Directions:
Starting at the line that contains "Place a pin on every instance of the pool table leg" and continuing to the end of the items, render each line as a JSON list of strings, one string per line. Skip blank lines and omit the pictures.

start Data extract

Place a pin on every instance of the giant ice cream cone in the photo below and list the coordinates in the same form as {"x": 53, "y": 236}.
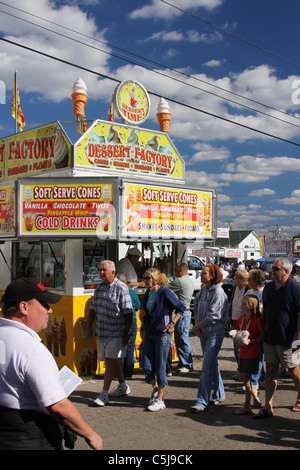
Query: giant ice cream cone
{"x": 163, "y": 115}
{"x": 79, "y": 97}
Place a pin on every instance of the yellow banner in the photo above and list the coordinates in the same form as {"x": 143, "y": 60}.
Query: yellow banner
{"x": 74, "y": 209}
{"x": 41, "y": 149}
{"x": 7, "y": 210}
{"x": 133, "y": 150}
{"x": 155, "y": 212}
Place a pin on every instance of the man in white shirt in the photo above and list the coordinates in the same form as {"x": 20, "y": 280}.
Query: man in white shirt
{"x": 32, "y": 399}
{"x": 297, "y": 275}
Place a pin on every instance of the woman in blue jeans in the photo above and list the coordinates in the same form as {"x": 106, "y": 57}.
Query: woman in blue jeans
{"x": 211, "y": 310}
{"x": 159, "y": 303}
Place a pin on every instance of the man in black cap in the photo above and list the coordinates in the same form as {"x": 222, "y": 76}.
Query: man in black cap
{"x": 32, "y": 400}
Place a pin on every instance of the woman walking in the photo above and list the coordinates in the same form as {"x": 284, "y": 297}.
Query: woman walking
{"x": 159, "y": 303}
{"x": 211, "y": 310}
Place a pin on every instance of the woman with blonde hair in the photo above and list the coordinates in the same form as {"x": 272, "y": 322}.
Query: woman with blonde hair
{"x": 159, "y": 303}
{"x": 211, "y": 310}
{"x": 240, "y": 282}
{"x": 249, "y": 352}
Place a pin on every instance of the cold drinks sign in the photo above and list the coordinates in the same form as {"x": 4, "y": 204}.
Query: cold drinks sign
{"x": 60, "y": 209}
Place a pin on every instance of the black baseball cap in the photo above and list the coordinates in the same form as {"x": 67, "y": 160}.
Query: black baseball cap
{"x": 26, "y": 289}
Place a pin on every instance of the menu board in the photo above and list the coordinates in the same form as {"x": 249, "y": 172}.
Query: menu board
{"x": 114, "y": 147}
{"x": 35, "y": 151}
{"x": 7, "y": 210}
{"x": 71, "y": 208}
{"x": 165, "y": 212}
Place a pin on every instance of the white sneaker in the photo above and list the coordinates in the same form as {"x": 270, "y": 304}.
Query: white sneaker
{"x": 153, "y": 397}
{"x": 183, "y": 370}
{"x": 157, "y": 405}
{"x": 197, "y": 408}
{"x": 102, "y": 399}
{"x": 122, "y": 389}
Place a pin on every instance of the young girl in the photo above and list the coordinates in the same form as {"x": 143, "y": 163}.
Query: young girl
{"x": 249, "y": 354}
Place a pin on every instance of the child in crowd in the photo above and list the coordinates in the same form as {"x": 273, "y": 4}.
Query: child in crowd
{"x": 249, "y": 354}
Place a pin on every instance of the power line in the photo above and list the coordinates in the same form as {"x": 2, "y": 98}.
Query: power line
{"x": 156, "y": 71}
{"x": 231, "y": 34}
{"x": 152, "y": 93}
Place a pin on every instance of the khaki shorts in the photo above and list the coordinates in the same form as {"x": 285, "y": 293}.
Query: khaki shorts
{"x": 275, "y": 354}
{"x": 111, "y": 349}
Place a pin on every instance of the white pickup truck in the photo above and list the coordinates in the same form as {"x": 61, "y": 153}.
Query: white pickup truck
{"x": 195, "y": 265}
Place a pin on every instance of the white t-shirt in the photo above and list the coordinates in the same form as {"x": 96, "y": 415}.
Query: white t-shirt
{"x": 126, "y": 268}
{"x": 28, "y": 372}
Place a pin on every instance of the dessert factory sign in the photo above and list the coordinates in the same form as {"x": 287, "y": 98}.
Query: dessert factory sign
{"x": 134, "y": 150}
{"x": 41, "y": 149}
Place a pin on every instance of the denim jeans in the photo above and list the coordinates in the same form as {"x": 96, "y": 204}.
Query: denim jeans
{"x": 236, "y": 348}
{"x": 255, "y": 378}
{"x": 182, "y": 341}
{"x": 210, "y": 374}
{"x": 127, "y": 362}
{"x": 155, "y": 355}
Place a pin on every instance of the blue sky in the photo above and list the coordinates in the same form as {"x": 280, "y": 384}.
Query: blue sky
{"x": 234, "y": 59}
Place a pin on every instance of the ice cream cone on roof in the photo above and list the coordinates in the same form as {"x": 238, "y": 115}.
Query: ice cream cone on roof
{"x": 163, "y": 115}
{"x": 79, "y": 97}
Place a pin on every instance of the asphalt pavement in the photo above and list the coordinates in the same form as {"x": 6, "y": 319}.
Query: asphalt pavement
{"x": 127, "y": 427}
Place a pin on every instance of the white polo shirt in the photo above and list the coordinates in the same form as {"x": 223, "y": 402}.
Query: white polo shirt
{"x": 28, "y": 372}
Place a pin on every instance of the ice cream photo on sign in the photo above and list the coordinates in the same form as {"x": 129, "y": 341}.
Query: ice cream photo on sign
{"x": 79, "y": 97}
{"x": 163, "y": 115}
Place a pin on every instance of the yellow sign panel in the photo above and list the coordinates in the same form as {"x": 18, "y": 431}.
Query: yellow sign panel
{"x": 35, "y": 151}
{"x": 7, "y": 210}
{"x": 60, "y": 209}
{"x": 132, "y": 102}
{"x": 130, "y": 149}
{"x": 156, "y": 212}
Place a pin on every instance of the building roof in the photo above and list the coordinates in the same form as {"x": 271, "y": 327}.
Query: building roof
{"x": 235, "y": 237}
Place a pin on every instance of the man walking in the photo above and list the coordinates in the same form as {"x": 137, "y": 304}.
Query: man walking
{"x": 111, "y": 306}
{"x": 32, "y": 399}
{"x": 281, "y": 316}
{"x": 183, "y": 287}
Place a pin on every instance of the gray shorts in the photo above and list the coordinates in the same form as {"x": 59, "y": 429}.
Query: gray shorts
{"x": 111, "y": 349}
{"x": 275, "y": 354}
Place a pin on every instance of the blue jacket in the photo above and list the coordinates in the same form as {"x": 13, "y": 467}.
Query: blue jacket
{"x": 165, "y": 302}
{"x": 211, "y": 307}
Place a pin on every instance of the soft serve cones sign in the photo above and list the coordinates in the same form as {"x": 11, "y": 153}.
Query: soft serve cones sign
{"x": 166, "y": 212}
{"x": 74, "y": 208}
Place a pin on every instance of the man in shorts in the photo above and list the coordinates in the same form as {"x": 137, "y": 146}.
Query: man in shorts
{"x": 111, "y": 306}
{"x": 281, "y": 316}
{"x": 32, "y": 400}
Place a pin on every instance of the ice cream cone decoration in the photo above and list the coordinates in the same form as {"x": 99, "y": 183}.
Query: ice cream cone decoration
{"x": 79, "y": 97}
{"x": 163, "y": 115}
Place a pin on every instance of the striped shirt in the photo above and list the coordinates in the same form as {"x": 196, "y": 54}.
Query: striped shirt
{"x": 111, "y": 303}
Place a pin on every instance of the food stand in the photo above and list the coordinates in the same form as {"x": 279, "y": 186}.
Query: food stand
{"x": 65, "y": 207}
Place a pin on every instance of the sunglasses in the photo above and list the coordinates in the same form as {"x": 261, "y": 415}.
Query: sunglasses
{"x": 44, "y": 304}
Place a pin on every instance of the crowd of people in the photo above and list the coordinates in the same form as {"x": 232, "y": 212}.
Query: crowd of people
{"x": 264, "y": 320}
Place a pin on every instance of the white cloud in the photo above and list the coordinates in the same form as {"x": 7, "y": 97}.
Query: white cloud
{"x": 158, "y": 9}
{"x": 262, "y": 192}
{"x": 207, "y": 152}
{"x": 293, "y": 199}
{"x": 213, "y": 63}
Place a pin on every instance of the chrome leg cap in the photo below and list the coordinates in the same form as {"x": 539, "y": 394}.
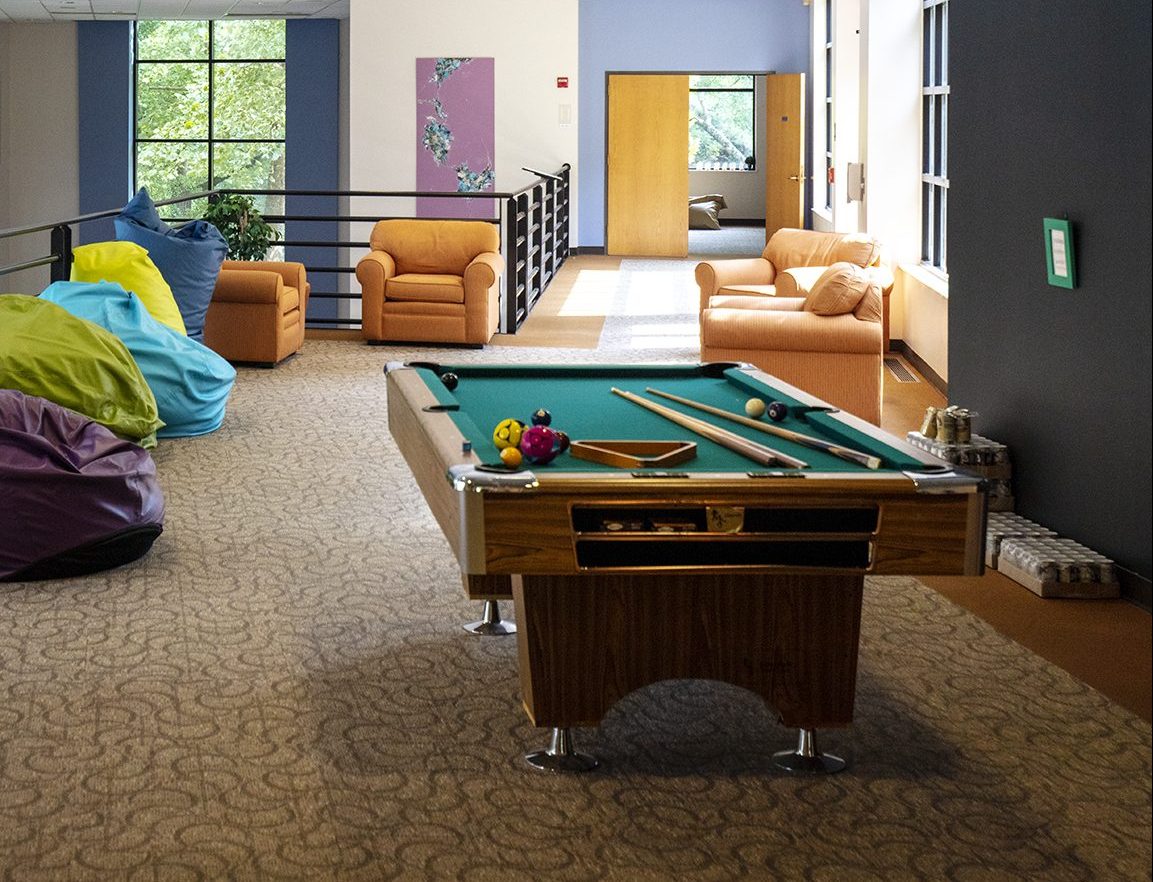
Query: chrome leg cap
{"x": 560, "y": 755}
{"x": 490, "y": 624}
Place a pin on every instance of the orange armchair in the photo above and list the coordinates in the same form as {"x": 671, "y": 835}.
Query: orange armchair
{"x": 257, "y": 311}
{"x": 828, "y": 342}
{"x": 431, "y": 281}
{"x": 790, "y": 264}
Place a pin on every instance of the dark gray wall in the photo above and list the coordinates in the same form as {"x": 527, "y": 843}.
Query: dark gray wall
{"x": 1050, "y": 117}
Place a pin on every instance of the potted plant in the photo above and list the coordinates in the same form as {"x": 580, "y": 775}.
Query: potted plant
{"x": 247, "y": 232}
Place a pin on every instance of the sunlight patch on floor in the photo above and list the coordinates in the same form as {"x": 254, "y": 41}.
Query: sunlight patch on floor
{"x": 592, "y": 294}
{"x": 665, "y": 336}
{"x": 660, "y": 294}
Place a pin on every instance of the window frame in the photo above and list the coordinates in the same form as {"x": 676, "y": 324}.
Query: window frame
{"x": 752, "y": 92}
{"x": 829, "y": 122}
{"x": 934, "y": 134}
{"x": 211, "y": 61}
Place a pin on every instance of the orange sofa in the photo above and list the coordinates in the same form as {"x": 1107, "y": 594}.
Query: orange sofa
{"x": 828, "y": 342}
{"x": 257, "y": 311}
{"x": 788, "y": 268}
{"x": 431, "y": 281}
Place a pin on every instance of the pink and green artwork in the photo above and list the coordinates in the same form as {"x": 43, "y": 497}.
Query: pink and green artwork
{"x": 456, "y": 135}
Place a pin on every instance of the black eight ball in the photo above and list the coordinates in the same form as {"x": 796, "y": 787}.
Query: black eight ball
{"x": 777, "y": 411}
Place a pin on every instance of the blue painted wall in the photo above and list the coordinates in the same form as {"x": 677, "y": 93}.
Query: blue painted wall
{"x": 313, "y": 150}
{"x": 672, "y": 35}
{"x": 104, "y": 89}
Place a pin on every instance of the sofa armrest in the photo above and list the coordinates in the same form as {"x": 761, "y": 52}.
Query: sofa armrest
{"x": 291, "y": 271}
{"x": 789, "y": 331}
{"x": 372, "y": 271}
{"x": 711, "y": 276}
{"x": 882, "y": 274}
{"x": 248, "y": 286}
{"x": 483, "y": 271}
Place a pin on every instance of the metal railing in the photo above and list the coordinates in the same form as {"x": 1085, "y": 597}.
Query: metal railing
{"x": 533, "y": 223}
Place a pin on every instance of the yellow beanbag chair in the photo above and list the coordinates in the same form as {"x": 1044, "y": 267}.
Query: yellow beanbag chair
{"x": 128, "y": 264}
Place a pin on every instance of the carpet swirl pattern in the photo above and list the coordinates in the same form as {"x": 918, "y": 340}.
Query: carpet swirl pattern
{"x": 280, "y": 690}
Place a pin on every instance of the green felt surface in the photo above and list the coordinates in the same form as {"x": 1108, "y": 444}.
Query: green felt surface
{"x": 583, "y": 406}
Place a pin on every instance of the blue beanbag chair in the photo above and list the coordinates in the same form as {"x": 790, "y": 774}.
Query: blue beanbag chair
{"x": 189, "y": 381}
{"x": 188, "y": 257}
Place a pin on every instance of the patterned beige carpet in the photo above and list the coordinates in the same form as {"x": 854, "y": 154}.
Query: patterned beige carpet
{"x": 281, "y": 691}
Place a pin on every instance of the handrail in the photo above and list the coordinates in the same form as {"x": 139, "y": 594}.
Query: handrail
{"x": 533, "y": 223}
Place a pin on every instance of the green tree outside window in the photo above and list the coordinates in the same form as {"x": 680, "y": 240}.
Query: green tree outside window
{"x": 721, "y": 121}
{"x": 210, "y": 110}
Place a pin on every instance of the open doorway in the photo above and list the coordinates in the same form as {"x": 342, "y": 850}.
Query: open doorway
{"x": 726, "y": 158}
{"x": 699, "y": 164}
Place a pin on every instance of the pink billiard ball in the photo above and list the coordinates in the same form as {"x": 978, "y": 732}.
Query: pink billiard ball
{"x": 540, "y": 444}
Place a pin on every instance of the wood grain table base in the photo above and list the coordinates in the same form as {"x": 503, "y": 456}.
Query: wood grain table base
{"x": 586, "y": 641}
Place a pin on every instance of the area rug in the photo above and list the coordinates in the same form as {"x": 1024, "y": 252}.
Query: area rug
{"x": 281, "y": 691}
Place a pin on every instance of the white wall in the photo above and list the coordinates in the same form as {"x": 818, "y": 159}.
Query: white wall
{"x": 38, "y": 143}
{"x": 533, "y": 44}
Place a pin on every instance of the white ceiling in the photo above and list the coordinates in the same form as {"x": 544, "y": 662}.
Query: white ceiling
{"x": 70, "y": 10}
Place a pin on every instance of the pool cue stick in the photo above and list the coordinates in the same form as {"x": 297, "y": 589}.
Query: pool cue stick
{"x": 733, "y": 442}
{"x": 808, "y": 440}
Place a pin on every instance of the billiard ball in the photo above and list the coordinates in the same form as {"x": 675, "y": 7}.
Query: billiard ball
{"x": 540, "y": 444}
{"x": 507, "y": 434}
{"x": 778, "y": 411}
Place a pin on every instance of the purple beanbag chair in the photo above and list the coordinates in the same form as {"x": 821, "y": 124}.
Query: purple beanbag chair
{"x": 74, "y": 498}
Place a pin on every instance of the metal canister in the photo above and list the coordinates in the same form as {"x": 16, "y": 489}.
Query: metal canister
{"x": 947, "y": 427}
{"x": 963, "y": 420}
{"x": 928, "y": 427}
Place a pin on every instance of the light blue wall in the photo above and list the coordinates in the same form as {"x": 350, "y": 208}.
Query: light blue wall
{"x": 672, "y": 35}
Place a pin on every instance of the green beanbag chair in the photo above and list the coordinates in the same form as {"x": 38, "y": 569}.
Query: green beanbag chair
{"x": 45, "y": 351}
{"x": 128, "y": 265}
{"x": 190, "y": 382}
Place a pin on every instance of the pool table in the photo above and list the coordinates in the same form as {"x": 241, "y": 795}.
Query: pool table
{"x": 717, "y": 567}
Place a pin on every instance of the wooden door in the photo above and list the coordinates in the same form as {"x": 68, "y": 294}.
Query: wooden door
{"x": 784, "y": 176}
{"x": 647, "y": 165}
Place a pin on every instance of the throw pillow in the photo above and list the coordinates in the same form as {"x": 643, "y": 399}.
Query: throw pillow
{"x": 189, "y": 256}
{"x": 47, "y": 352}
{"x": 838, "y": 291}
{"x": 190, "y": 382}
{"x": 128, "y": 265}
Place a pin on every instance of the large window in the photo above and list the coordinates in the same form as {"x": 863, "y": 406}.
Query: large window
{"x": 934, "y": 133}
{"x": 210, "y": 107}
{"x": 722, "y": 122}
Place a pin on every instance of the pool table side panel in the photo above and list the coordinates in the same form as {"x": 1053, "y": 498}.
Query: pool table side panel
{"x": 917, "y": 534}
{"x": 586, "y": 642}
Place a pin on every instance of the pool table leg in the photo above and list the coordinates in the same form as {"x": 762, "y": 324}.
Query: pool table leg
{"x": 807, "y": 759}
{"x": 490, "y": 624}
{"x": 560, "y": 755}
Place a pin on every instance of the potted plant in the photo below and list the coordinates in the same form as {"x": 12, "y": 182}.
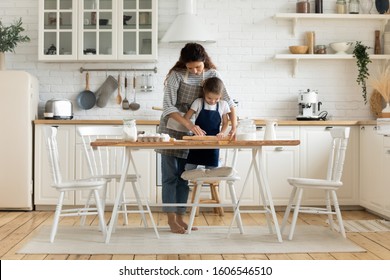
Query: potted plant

end Data extract

Full response:
[
  "Place a pin on every instance of the pool table leg in the photo above and list the coordinates in the same form as {\"x\": 762, \"y\": 324}.",
  "Query: pool table leg",
  "{\"x\": 807, \"y\": 759}",
  "{\"x\": 490, \"y\": 624}",
  "{\"x\": 560, \"y\": 755}",
  "Place a pin on every instance of the potted plant in the photo below and list the coordinates in the same form as {\"x\": 12, \"y\": 182}.",
  "Query: potted plant"
]